§ SHORT EXERCISE
The lines to extract start at the one containing "Each instance gets a single point. Label the green" and end with the last line; give them exactly and nothing more.
________
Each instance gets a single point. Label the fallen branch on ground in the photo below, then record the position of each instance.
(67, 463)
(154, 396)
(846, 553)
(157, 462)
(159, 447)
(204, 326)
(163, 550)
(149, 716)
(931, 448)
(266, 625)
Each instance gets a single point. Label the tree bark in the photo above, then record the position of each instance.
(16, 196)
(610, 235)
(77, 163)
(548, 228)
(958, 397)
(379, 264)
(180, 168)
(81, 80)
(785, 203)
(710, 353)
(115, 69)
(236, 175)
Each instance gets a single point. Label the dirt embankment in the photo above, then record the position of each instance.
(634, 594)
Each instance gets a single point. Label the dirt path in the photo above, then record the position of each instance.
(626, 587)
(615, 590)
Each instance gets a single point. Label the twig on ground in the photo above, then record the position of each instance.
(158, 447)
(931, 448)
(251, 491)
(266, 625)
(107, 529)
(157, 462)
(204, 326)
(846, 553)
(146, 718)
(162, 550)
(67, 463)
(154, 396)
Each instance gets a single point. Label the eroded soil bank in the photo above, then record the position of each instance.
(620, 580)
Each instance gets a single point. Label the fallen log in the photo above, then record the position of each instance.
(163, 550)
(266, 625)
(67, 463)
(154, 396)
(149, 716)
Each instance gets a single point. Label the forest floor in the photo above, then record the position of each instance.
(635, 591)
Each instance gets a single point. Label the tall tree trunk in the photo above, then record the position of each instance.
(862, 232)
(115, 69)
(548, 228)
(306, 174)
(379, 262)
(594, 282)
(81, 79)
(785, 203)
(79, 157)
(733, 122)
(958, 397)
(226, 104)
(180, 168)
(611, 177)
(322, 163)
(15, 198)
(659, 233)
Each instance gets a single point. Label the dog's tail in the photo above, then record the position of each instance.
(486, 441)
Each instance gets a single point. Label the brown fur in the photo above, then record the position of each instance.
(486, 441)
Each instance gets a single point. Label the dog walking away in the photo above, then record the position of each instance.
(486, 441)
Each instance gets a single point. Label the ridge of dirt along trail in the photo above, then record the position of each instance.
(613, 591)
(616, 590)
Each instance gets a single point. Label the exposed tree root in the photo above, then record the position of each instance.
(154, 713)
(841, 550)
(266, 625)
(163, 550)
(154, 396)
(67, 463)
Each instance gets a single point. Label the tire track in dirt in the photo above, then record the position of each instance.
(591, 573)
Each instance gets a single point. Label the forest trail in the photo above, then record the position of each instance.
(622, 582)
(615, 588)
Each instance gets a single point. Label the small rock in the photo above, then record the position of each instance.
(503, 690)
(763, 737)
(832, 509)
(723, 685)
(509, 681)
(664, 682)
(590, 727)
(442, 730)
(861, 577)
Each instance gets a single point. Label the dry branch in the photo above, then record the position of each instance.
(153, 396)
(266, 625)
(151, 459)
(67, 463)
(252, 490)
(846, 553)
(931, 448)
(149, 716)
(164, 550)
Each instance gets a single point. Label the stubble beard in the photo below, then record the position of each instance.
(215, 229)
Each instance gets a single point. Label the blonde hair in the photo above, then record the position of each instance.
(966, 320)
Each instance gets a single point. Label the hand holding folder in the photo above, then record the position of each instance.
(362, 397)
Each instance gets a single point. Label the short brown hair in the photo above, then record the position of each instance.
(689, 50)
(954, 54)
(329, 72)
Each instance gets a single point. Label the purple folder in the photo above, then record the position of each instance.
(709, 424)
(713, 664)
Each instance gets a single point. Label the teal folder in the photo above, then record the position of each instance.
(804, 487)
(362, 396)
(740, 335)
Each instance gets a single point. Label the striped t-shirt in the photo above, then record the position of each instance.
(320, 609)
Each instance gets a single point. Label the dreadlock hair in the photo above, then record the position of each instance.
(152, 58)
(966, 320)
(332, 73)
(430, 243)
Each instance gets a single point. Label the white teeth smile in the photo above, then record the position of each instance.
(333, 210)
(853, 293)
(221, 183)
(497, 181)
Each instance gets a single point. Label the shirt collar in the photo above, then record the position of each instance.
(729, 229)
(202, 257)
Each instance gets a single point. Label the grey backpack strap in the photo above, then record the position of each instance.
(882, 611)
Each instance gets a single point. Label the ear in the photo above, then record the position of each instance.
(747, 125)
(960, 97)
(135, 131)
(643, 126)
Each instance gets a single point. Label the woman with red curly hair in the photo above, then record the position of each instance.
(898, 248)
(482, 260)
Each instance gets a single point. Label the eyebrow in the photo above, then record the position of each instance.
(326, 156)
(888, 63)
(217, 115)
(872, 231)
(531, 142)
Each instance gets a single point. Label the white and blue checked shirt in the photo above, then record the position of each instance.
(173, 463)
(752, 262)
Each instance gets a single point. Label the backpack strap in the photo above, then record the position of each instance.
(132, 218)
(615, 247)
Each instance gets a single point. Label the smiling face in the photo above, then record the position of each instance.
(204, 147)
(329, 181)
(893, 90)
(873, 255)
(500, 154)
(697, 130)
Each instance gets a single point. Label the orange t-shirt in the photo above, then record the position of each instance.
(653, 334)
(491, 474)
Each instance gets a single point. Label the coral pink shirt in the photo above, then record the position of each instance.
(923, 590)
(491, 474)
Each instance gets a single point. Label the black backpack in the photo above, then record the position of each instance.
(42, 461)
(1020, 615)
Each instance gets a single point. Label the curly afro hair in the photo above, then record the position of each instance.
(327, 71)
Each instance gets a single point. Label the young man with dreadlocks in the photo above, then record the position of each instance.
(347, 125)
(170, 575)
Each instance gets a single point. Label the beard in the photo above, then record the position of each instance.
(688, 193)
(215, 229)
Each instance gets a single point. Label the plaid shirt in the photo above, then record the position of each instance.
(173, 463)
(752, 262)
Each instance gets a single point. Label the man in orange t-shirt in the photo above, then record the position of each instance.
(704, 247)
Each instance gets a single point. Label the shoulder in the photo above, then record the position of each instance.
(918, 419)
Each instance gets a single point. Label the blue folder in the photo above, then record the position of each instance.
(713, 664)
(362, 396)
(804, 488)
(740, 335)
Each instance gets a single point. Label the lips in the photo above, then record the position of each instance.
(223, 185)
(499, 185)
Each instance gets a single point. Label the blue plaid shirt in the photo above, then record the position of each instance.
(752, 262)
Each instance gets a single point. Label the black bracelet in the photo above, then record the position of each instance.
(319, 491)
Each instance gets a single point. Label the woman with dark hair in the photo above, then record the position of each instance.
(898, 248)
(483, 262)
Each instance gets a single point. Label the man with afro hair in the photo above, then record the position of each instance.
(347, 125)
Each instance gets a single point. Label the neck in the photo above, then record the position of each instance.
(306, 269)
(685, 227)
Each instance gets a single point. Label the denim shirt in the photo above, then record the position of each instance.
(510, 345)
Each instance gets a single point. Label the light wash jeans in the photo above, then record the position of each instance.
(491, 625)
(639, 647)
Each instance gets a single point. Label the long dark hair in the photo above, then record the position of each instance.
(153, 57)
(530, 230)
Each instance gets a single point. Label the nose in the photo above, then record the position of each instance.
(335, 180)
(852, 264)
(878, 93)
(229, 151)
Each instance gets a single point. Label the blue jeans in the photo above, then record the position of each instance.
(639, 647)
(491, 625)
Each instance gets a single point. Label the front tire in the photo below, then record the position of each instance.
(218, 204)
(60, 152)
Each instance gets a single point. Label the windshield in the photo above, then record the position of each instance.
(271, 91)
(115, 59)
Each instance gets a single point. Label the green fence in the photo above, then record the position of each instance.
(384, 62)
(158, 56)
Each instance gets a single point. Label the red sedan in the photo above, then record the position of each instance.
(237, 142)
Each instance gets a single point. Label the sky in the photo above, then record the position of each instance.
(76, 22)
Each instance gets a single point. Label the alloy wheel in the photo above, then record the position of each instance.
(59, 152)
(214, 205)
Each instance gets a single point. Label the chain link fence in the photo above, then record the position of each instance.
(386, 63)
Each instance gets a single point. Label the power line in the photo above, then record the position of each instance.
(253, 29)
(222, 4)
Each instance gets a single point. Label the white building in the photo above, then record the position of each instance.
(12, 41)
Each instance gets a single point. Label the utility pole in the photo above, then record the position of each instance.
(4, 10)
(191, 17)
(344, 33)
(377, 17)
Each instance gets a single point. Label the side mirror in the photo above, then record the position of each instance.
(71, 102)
________
§ RESULT OF THE EXERCISE
Each instance gets a single point. Label the green fence in the photo above, then record the position of each instance.
(384, 62)
(158, 56)
Each instance gets a single point. Label the red sedan in the photo above, then record the position of each instance.
(237, 142)
Each instance gets a single point. Label the sky in the photo above, then record the position of each instance.
(76, 22)
Each instance gets a single point. Label the alloy wheel in the photo above, then record the position of each instance.
(59, 152)
(214, 205)
Each instance gets a single point. Label the chain link fence in the photo above, then record the position of each instance.
(386, 63)
Each instance gets a single point. Label the power line in the photo above, then record the position of each instance.
(253, 29)
(222, 4)
Each instance gets a single point. Label the white building in the photo above, then record the position of each instance.
(12, 41)
Each instance gets a single point. Label the utility pole in the photo above, then record the position of each instance.
(4, 10)
(191, 17)
(344, 33)
(377, 17)
Each instance gets a single point. Label the side mirror in the photo above, then record the position of each instance.
(71, 102)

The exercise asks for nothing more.